SUPPLIED RECORDS:
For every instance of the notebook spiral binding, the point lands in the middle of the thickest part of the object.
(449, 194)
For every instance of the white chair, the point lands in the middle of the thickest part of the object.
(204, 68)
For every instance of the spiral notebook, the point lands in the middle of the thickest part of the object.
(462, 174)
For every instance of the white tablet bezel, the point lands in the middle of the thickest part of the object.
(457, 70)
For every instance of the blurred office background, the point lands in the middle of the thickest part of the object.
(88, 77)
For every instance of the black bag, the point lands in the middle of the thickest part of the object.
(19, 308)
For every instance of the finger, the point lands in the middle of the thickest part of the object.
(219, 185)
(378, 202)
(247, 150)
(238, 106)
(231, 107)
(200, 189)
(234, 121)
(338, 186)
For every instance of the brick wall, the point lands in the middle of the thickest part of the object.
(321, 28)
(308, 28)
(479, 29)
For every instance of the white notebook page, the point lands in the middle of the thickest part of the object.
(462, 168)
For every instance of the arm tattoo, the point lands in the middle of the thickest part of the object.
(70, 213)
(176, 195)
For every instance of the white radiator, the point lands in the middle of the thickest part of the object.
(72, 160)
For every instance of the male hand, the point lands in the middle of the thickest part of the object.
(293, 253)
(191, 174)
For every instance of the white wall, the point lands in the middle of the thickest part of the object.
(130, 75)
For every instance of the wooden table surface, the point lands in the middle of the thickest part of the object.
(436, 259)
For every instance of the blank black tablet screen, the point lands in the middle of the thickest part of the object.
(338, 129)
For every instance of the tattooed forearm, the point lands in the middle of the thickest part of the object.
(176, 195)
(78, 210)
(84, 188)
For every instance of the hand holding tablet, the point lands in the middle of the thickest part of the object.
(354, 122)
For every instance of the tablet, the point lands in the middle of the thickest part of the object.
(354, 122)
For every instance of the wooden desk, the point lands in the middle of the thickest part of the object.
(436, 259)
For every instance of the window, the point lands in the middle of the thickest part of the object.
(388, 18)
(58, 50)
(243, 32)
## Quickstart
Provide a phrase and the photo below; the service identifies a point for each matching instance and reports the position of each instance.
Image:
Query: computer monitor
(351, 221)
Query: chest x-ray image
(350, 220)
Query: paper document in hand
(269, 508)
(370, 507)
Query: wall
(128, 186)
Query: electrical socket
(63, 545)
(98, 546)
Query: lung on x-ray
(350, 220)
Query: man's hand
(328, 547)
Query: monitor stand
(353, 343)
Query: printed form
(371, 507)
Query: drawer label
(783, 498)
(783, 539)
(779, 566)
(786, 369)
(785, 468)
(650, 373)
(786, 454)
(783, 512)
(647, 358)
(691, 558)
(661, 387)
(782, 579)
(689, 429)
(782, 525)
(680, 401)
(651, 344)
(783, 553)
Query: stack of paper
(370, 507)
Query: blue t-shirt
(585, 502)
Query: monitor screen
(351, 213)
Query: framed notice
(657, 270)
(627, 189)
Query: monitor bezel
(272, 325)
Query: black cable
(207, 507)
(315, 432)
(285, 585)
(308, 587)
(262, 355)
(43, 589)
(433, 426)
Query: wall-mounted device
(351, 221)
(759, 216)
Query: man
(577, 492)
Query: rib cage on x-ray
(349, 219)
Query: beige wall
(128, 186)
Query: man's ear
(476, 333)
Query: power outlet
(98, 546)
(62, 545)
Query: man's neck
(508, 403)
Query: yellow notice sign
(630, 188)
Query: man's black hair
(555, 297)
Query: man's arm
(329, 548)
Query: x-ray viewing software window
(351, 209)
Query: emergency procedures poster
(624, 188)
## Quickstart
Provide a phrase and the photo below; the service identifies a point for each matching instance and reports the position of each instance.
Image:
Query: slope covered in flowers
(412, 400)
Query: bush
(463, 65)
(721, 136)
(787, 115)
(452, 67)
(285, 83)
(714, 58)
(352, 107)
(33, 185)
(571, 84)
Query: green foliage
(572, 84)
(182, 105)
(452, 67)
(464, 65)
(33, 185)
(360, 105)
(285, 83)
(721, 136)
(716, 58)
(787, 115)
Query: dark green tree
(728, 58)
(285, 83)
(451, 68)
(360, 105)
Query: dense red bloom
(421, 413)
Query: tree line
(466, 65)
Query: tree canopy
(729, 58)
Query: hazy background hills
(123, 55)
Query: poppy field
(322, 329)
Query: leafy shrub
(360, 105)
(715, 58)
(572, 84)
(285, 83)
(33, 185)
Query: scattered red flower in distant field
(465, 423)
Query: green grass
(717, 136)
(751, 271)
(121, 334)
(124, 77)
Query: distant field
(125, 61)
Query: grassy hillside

EXERCISE OBJECTIVE: Your answer must be the line containing "Query: wall-mounted device" and every line after it through the end of the records above, reproduced exactly and alone.

ANSWER FOR THIS EXERCISE:
Query: wall-mounted device
(351, 221)
(759, 216)
Query: man
(577, 492)
Query: rib cage on x-ray
(349, 219)
Query: beige wall
(128, 186)
Query: man's ear
(476, 333)
Query: power outlet
(98, 546)
(62, 545)
Query: man's neck
(508, 403)
Query: yellow notice sign
(630, 188)
Query: man's black hair
(555, 297)
Query: man's arm
(329, 548)
Query: x-ray viewing software window
(351, 209)
Query: emergency procedures poster
(624, 188)
## Quickstart
Provide a phrase and the photo below; the service identifies a point for each matching instance and reports the position of each instance.
Image:
Query: slope covered in flowers
(412, 400)
Query: bush
(463, 65)
(721, 136)
(787, 115)
(452, 67)
(285, 83)
(714, 58)
(352, 107)
(33, 185)
(571, 84)
Query: green foliage
(572, 84)
(182, 105)
(452, 67)
(464, 65)
(33, 185)
(360, 105)
(285, 83)
(721, 136)
(716, 58)
(787, 115)
Query: dark green tree
(728, 58)
(285, 83)
(451, 68)
(360, 105)
Query: dense red bloom
(421, 413)
Query: tree line
(466, 65)
Query: tree canopy
(729, 58)
Query: hazy background hills
(123, 55)
Query: poppy field
(322, 329)
Query: leafy shrub
(360, 105)
(715, 58)
(572, 84)
(285, 83)
(33, 185)
Query: scattered red flower in distant field
(465, 423)
Query: green grass
(717, 136)
(751, 271)
(121, 334)
(124, 77)
Query: distant field
(125, 61)
Query: grassy hillside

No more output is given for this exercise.